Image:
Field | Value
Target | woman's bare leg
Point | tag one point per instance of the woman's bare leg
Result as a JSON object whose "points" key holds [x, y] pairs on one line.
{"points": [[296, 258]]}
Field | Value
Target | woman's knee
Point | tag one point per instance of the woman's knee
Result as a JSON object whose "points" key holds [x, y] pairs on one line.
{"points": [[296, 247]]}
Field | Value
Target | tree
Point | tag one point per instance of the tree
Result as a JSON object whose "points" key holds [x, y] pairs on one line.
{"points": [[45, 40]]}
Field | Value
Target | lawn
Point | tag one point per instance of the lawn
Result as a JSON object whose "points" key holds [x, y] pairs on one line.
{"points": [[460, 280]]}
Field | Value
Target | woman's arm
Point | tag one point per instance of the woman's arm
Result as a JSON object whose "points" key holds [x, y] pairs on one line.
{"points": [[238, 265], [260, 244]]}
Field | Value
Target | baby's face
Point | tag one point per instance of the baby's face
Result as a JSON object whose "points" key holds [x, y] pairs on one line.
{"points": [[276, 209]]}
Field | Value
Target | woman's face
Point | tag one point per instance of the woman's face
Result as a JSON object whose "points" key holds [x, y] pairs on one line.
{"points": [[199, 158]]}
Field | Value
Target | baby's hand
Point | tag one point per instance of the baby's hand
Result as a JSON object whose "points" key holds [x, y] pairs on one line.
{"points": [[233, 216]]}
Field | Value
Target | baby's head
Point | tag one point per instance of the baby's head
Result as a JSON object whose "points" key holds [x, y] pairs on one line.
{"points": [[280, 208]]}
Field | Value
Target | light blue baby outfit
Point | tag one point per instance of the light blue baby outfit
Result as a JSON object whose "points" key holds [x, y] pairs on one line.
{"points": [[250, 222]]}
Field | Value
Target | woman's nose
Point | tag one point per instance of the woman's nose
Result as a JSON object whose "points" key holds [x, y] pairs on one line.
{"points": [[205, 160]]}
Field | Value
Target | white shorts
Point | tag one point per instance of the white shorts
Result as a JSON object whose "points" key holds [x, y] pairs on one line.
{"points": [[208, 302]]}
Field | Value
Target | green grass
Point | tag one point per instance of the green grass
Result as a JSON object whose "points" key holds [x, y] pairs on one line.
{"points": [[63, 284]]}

——

### EXERCISE AIM
Count the lines in the data above that contain the word "bare". Reply with that number alone.

### RESPONSE
2